● **Requirement**: Reproduce exactly the lines from the one containing "Target: building facade" through the last line of the data, both ends included.
>> BEGIN Material shown
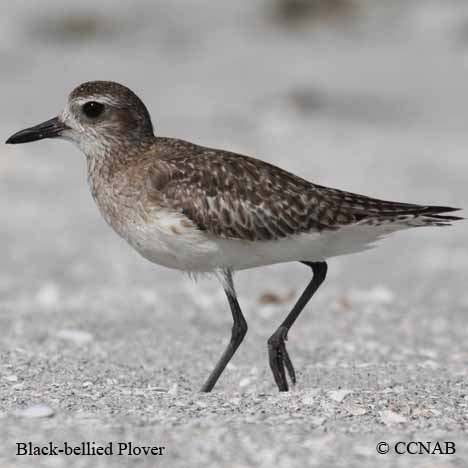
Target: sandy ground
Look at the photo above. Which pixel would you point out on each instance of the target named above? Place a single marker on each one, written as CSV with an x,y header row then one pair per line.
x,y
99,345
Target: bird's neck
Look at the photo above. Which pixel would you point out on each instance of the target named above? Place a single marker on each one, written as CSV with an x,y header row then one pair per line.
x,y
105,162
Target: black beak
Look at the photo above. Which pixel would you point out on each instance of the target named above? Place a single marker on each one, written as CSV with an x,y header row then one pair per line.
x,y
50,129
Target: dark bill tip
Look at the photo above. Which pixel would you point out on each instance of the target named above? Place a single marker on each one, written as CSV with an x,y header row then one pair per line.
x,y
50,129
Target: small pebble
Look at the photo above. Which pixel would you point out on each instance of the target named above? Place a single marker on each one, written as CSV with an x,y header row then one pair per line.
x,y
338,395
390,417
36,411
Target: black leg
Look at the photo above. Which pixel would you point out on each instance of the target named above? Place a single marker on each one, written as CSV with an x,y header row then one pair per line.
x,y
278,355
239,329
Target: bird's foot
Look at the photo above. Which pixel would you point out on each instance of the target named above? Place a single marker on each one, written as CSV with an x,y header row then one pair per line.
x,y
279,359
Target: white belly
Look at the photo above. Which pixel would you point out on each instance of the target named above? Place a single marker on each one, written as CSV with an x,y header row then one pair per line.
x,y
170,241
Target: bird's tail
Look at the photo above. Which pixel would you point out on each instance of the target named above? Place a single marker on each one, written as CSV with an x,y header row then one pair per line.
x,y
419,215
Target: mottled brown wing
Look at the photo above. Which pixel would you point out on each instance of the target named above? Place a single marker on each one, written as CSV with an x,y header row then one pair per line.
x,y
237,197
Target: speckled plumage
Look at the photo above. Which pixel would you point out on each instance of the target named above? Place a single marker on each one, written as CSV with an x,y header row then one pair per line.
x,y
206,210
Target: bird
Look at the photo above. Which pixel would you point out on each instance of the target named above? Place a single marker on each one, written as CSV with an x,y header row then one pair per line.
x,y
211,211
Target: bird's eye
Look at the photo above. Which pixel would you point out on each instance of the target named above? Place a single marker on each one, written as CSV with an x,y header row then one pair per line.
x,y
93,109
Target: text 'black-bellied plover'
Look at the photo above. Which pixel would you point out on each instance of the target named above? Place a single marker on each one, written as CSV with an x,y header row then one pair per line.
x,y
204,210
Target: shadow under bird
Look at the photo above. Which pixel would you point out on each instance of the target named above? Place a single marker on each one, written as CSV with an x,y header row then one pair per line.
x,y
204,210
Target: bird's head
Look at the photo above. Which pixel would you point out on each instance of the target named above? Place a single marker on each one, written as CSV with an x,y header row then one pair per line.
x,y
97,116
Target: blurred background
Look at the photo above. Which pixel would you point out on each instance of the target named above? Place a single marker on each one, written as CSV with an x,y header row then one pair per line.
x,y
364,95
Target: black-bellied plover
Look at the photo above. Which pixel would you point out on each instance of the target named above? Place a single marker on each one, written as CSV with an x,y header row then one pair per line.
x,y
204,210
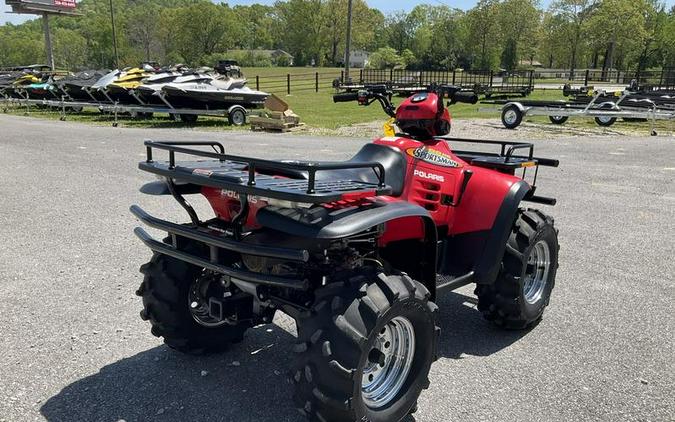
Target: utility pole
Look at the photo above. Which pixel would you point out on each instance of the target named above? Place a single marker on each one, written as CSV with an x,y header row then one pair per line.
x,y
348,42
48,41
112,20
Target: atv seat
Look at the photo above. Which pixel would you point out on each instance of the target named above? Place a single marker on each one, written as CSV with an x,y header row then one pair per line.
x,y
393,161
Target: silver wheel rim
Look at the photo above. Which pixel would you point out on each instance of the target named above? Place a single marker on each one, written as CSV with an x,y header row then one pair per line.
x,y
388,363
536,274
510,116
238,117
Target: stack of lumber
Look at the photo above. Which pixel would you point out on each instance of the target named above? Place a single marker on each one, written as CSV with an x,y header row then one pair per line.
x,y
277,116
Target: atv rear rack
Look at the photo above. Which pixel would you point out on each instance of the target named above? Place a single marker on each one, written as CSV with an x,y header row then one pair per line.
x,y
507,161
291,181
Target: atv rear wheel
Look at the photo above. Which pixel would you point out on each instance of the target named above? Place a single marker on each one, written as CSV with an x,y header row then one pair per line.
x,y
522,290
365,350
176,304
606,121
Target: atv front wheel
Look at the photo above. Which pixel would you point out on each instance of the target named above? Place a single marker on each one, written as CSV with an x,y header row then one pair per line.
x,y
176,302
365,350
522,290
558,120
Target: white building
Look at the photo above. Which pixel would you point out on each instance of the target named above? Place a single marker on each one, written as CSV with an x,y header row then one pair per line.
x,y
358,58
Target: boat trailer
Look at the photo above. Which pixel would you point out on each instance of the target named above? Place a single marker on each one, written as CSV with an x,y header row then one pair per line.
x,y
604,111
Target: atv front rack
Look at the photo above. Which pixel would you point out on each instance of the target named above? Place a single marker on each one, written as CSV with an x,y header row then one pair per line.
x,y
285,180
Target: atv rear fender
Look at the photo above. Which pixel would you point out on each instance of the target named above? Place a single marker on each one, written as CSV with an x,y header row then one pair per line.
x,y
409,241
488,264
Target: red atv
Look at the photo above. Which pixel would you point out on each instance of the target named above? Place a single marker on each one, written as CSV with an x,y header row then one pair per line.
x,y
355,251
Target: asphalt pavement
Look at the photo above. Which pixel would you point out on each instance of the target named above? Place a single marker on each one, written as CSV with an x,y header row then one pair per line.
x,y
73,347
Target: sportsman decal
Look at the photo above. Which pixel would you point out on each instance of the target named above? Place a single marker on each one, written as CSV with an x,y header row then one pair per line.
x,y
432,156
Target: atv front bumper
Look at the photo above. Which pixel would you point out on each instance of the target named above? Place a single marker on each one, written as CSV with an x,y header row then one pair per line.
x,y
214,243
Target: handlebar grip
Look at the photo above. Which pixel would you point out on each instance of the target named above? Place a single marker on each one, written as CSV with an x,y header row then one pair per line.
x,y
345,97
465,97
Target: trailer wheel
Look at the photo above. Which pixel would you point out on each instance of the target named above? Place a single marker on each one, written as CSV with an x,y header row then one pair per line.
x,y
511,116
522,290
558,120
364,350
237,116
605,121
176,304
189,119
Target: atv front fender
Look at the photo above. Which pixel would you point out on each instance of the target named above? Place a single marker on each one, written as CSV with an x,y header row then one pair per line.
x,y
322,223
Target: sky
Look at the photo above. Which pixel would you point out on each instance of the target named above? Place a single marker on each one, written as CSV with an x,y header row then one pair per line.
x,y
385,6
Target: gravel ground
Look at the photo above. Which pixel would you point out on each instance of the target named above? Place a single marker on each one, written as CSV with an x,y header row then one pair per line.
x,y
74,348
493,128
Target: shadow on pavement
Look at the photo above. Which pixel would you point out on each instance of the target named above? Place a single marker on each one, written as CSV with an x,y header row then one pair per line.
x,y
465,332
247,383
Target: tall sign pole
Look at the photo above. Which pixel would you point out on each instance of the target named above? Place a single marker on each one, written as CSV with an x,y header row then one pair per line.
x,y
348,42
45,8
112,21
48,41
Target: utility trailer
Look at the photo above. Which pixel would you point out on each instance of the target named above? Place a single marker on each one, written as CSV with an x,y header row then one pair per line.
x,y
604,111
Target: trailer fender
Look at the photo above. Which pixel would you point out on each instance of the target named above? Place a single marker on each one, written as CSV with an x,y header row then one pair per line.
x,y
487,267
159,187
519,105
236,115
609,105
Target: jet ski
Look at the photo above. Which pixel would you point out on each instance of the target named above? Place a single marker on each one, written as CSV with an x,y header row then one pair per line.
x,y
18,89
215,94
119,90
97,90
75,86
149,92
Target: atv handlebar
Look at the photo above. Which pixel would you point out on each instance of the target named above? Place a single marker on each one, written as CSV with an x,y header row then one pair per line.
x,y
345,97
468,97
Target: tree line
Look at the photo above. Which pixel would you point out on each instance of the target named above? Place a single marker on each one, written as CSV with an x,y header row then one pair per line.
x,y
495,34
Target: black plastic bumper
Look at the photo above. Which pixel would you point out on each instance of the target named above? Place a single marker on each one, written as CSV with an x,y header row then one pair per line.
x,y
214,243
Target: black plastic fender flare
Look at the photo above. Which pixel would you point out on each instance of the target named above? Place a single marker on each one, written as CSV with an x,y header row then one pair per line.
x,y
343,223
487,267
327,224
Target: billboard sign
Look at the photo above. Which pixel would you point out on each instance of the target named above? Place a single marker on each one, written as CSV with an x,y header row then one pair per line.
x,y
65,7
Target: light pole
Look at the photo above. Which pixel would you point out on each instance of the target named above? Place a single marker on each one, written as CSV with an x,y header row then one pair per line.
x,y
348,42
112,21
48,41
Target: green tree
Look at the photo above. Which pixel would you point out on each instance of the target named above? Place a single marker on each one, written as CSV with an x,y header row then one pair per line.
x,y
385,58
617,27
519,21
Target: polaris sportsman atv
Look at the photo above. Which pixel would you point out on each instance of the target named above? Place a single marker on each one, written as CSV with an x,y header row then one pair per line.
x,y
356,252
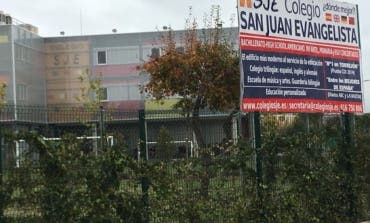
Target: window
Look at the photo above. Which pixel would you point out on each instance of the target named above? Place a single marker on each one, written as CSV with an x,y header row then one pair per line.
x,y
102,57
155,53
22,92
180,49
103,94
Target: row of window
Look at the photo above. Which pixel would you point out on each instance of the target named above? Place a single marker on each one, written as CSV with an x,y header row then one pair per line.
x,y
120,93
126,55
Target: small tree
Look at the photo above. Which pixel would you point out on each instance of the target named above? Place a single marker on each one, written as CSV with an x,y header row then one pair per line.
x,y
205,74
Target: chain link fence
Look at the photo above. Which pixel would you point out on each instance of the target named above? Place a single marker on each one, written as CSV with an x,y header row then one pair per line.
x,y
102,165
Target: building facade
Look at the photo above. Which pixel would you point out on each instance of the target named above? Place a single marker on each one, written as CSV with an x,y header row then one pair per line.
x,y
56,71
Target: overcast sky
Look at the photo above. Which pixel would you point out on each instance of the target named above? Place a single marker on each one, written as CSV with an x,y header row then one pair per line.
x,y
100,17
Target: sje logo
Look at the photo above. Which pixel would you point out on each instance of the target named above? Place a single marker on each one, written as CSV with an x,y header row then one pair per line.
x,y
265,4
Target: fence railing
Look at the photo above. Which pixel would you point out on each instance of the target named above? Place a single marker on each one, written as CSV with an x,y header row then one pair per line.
>> END Material shown
● **Exercise answer**:
Target: building facade
Look at the photo above. Which pixel would you point out on each instance of the target named above? Place a single marker on each one, written as CSV with an x,y header row then one pair per line.
x,y
56,71
Target: overcast sky
Look at the photo above. Which pixel would you point out on each instance of the target named above? Place a single marker on each one, written as CSV with an x,y header row then one pair per line.
x,y
100,17
Target: sje logo
Look at the photo above. Which pixel would you point out on each instance of the target named above? Place a single marker on each one, written as CSV with an x,y header row then one pair per line.
x,y
265,4
Target: fence railing
Look at the photo above. Which pixel would you point out on each instance of the target named above? Place a single marker on each one, written as CSV with an x,y header row then one pair per line.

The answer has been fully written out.